### What this task involves
All lines below containing the string "orange" are to be copied.
####################
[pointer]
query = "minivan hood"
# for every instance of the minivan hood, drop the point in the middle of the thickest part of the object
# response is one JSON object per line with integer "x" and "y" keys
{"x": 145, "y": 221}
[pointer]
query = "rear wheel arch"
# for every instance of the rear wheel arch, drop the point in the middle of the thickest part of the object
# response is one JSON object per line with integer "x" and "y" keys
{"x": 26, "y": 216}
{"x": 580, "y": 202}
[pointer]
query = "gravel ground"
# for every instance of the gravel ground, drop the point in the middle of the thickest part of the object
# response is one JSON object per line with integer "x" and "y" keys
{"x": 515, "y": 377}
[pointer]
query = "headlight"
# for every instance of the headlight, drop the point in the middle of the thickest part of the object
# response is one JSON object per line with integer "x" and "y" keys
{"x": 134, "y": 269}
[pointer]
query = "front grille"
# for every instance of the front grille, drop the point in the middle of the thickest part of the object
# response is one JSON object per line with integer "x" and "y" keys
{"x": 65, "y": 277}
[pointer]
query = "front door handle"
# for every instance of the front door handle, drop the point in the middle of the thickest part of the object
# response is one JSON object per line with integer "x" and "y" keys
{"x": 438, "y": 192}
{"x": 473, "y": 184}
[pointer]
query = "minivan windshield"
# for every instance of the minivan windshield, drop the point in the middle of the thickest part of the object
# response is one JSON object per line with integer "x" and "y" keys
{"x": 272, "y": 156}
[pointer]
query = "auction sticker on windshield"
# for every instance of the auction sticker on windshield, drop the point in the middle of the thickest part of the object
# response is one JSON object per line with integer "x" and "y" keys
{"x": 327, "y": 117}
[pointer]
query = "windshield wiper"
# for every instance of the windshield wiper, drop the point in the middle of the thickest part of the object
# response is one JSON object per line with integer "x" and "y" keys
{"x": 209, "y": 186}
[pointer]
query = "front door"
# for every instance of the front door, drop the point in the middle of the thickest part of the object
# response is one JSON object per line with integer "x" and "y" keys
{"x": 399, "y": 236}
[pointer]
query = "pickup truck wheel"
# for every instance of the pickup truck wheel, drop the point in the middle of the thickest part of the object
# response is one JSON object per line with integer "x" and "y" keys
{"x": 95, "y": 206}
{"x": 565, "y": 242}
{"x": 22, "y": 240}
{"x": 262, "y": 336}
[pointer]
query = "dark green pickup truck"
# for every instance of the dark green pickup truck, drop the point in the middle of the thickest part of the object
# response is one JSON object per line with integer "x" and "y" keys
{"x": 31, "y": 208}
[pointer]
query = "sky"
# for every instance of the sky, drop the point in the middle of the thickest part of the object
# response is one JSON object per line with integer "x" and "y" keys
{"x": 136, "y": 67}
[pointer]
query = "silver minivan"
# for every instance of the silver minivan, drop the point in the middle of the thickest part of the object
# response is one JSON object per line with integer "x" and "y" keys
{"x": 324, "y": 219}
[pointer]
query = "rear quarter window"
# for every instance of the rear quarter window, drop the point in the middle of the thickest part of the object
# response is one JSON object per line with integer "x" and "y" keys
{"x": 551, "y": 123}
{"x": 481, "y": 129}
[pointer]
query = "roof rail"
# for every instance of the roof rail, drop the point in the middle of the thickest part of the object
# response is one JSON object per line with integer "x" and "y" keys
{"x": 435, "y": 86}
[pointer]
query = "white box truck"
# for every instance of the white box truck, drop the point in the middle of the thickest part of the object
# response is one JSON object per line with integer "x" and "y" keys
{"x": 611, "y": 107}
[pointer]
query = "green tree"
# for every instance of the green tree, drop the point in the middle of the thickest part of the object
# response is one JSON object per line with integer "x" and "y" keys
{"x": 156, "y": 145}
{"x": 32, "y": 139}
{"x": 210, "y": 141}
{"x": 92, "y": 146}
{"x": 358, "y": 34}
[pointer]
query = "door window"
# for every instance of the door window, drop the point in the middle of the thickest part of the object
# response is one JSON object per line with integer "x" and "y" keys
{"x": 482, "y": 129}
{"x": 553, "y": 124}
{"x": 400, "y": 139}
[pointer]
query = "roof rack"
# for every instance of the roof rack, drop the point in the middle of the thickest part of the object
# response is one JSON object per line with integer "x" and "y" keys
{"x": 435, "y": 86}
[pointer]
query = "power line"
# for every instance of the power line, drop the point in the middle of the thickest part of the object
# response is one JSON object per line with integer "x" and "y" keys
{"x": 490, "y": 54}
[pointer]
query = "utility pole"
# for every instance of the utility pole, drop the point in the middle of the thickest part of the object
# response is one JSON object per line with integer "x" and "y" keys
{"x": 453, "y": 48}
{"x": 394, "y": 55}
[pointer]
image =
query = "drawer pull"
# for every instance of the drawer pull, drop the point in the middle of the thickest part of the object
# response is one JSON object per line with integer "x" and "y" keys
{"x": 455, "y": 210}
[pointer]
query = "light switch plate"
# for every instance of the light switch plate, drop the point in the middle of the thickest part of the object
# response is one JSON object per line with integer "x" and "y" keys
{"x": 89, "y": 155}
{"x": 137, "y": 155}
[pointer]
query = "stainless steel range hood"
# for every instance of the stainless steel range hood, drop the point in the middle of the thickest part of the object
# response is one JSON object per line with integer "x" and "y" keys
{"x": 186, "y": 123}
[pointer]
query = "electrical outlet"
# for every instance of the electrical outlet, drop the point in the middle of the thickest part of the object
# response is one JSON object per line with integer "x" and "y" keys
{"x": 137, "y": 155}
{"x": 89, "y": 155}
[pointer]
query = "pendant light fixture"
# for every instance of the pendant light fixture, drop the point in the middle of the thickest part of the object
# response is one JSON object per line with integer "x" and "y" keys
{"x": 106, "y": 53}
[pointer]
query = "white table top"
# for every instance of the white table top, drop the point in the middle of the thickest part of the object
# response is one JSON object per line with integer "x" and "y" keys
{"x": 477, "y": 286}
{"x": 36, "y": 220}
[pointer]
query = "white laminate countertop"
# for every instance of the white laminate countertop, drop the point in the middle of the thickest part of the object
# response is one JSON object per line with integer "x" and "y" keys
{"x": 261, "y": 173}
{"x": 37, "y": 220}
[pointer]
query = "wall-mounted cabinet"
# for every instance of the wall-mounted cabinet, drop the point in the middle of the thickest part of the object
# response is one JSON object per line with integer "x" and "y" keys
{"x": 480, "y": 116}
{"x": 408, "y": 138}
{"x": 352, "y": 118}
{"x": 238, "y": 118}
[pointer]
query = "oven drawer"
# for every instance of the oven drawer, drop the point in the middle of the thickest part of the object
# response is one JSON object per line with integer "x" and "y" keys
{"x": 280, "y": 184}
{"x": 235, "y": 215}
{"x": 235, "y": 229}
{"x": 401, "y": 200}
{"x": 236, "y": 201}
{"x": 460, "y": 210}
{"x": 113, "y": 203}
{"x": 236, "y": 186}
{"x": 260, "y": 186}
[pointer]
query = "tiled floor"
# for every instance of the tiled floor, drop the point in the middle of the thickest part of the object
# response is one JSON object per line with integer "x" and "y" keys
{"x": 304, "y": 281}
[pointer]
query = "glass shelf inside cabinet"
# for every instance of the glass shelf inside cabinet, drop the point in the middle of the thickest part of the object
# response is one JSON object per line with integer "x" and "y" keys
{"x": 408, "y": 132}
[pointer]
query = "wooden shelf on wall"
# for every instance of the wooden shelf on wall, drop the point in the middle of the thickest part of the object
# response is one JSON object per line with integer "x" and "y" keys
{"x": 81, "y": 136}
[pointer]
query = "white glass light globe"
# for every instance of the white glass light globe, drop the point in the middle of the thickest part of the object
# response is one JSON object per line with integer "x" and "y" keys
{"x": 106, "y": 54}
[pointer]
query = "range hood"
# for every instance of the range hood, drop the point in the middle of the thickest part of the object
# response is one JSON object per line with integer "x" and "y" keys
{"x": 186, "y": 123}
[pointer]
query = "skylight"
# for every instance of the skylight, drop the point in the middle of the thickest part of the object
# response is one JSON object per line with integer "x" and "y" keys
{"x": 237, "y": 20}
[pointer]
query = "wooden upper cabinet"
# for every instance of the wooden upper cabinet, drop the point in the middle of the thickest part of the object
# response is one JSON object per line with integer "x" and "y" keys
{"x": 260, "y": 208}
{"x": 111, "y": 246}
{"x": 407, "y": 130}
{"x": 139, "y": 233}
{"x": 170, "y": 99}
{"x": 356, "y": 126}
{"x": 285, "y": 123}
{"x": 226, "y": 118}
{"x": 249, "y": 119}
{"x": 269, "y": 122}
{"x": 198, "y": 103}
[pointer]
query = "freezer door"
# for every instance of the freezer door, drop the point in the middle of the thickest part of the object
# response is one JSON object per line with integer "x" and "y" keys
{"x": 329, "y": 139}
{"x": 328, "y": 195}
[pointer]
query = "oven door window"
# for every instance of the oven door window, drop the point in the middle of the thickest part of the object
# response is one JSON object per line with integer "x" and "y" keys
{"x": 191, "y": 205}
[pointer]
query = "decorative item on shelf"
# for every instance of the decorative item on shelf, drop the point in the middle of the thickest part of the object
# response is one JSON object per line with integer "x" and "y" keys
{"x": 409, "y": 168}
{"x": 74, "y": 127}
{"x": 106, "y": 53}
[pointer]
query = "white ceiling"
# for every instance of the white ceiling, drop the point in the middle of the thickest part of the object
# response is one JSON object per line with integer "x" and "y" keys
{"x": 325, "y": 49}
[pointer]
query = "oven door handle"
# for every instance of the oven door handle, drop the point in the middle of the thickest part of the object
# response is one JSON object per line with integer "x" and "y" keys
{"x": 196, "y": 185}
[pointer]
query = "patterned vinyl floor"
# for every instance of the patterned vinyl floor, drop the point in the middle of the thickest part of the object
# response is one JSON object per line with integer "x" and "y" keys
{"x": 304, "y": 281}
####################
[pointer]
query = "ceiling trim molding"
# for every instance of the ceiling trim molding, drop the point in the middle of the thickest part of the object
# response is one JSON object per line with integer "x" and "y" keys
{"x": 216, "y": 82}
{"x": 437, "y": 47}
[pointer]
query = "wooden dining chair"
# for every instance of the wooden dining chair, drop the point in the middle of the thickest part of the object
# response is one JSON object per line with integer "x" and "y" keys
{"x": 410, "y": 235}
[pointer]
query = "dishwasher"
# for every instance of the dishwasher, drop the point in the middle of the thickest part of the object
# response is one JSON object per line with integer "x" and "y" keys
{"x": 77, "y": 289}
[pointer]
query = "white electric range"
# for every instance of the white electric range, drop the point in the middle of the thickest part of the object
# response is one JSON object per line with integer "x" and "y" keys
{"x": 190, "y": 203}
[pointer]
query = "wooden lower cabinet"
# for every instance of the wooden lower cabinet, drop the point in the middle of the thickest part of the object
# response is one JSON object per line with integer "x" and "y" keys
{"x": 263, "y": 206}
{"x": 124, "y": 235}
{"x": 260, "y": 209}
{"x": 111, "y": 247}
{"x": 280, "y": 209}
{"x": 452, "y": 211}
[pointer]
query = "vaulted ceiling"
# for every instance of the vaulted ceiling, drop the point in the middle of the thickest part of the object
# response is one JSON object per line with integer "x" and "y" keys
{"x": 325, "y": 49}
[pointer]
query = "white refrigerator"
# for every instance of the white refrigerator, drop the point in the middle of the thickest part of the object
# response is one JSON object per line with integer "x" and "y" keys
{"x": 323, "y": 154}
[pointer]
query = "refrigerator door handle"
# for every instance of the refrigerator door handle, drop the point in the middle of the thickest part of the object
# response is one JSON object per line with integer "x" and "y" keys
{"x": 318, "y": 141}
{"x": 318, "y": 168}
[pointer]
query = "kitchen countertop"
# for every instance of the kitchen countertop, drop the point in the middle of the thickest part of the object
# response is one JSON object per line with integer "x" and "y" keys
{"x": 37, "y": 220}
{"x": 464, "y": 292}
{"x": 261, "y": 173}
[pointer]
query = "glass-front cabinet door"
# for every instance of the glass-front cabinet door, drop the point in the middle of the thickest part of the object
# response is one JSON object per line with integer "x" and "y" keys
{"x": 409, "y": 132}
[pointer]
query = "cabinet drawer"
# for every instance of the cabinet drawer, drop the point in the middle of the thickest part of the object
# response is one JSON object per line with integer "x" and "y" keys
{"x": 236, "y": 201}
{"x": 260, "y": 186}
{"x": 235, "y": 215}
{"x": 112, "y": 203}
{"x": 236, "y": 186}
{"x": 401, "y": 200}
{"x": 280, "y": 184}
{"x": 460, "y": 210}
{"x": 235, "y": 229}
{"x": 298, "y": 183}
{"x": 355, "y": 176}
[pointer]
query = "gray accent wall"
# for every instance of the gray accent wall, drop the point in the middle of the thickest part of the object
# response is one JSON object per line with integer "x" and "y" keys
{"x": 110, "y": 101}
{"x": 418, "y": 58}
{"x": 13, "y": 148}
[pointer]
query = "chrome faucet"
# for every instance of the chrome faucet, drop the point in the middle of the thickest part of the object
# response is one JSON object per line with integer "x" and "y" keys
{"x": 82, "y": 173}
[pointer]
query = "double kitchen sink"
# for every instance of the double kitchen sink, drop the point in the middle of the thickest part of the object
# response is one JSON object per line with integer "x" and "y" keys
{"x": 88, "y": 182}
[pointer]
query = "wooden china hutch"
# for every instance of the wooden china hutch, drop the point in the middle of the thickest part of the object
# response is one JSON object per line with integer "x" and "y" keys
####################
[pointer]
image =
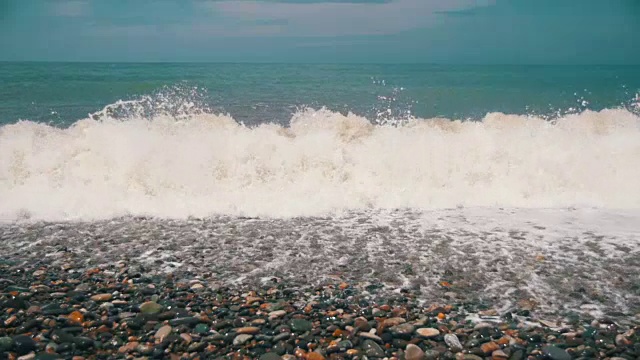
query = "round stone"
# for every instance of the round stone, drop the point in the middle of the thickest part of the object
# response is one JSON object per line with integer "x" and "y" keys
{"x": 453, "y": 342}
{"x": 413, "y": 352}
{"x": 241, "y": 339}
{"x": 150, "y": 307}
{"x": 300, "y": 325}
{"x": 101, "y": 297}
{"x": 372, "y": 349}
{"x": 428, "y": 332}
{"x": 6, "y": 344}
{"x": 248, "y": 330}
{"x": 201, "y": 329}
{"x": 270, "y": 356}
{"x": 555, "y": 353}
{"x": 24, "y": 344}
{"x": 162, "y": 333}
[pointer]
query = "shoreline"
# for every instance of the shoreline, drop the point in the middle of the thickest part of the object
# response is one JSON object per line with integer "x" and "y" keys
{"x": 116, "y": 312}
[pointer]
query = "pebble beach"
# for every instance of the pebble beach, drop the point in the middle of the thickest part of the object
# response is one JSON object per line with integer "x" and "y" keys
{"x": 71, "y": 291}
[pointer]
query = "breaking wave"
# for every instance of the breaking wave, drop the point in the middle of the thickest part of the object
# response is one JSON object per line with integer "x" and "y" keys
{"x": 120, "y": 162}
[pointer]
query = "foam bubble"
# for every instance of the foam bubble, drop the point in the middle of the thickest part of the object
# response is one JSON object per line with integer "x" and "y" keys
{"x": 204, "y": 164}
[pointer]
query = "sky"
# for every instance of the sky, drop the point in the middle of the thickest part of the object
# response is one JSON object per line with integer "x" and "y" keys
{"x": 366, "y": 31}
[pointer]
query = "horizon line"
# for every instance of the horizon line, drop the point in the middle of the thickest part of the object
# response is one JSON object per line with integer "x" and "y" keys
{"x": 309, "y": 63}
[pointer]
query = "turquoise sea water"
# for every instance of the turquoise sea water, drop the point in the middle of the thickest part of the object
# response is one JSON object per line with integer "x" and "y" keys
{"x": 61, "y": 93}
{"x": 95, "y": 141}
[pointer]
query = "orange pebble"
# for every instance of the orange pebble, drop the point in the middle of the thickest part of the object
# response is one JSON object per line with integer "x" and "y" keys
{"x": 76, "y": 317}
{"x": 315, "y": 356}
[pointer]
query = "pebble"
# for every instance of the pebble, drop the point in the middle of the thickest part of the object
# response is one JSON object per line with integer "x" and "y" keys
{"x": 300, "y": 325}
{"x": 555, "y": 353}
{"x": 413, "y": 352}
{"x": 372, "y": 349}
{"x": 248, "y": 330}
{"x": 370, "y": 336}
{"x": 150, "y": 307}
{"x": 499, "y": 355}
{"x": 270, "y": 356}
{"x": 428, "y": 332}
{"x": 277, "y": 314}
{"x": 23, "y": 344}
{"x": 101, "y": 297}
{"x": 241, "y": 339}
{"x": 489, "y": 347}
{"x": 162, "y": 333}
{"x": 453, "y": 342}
####################
### The answer
query = "orange pebble"
# for every instance of the orange pebble, drop the point in the middle of the thickest part of the object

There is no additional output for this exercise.